- **What is needed**:
All lines from the one containing "Detect sky. Return" to the end of the entries below should be output exactly as they appear. No other lines should be output.

[Collection entries]
══════════
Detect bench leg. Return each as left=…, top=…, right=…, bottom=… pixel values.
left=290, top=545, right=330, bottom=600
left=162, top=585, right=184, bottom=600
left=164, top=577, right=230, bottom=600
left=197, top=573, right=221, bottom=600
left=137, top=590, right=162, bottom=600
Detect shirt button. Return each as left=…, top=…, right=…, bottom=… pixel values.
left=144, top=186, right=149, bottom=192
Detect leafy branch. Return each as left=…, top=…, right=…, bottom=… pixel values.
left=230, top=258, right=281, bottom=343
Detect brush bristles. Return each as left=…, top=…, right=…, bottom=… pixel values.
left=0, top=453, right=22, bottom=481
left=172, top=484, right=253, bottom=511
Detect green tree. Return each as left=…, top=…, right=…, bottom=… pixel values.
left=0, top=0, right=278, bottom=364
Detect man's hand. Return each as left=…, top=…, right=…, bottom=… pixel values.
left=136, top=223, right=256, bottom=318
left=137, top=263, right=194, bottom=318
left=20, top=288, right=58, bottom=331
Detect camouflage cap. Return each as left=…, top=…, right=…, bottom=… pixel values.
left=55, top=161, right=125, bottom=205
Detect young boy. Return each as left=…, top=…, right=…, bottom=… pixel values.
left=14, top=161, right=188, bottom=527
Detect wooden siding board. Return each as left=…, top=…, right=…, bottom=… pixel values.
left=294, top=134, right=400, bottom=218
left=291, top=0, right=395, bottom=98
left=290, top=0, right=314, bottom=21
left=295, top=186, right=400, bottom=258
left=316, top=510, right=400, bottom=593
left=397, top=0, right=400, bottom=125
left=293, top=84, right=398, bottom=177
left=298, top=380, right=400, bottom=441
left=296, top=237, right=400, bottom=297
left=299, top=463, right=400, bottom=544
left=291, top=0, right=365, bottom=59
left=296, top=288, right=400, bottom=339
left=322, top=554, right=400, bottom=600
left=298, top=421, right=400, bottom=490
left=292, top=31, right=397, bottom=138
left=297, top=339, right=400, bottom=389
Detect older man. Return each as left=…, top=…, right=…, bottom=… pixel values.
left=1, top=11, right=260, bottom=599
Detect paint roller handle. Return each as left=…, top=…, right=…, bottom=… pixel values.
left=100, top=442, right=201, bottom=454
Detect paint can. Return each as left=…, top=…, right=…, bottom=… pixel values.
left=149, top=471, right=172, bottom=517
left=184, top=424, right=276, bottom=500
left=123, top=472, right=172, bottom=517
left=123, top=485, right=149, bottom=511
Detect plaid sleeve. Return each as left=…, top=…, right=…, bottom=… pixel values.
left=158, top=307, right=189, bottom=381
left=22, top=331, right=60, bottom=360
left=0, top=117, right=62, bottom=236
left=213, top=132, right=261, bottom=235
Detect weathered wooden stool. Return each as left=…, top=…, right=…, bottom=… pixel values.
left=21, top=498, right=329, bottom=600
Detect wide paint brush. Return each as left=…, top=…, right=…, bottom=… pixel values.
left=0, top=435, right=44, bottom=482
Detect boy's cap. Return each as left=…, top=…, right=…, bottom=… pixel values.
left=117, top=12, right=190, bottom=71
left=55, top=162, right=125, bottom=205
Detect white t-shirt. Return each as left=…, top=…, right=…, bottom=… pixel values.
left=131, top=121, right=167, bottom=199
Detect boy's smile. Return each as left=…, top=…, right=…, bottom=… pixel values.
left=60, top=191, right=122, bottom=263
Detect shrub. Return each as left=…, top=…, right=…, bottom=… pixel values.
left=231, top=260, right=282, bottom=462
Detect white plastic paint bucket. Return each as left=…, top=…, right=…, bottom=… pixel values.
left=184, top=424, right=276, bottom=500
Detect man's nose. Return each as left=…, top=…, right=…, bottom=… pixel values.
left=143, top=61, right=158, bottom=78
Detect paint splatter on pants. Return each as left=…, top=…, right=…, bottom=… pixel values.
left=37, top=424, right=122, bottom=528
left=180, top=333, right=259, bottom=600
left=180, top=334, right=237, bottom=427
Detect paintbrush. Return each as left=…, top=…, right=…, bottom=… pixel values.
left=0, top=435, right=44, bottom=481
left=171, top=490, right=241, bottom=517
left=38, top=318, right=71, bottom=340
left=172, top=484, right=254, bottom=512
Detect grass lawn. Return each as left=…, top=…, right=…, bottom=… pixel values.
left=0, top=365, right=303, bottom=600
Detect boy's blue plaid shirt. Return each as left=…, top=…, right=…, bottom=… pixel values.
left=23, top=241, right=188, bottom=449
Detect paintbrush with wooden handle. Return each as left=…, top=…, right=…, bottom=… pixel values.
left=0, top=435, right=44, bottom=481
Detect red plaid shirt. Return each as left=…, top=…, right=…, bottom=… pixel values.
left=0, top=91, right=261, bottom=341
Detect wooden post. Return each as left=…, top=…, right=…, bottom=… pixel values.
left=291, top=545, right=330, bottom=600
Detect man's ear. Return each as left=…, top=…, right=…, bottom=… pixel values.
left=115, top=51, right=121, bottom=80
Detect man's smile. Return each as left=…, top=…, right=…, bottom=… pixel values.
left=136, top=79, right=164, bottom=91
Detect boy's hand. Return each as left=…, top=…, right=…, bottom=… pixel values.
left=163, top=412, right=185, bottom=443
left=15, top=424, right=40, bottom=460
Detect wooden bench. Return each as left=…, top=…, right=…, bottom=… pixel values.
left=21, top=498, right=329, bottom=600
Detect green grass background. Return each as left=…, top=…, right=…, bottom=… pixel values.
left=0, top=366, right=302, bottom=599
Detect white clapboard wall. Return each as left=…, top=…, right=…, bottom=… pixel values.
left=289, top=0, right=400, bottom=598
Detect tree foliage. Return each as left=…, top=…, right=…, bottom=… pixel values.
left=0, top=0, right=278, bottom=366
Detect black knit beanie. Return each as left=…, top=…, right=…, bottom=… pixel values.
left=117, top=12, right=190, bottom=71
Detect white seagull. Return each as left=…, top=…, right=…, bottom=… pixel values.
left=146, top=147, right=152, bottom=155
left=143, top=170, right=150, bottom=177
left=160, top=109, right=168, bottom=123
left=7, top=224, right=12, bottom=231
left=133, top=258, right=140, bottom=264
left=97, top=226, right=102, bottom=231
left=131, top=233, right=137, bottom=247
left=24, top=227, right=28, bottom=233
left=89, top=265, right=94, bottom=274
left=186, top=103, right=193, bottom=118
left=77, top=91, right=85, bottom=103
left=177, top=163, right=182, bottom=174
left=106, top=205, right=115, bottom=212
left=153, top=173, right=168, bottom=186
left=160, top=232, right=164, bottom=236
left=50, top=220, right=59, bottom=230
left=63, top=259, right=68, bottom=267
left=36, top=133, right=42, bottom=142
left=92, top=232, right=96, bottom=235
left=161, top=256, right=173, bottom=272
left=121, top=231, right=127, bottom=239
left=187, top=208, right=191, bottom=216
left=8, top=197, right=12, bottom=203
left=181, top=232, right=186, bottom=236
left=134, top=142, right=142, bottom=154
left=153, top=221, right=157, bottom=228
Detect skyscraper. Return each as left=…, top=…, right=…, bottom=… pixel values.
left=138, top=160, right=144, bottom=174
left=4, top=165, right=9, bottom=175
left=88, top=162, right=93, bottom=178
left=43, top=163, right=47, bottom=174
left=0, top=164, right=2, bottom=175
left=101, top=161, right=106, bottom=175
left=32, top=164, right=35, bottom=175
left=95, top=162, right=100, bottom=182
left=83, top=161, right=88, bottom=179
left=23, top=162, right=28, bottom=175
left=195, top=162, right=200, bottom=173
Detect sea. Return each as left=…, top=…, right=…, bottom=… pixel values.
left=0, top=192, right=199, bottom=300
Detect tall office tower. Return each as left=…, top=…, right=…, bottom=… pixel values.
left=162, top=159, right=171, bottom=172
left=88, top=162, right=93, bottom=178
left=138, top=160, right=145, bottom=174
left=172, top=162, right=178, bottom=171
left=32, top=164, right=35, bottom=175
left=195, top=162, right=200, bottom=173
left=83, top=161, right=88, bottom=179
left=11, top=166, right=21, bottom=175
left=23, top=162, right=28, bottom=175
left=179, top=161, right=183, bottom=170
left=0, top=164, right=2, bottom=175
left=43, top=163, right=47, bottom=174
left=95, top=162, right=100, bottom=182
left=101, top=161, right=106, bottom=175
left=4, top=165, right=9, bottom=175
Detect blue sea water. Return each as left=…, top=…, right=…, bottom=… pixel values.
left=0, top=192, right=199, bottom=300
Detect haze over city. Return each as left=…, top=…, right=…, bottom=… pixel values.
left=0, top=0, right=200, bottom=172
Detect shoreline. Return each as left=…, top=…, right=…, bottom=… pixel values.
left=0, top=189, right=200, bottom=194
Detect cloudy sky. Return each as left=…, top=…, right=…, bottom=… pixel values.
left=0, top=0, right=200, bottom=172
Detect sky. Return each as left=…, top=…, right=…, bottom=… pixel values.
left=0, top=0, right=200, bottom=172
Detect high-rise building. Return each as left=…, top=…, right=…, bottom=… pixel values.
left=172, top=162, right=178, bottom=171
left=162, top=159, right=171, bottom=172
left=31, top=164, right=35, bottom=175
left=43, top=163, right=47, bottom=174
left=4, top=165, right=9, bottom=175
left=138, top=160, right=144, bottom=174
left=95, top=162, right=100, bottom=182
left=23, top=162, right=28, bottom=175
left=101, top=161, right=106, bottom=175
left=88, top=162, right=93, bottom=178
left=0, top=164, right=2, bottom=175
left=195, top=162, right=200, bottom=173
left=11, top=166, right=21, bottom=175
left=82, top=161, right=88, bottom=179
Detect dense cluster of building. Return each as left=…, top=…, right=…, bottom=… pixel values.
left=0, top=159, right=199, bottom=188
══════════
- **Result**:
Detect sky. Return each as left=…, top=…, right=…, bottom=… pixel values.
left=0, top=0, right=200, bottom=172
Detect high-rise building. Return each as left=…, top=…, right=…, bottom=… pixel values.
left=172, top=162, right=178, bottom=171
left=162, top=159, right=171, bottom=172
left=31, top=164, right=35, bottom=175
left=43, top=163, right=47, bottom=174
left=4, top=165, right=9, bottom=175
left=138, top=160, right=144, bottom=174
left=95, top=162, right=100, bottom=182
left=23, top=162, right=28, bottom=175
left=101, top=161, right=106, bottom=175
left=88, top=162, right=93, bottom=178
left=0, top=164, right=2, bottom=175
left=195, top=162, right=200, bottom=173
left=11, top=166, right=21, bottom=175
left=82, top=161, right=88, bottom=179
Detect dense cluster of building. Return each as left=…, top=…, right=…, bottom=… pixel values.
left=0, top=159, right=199, bottom=188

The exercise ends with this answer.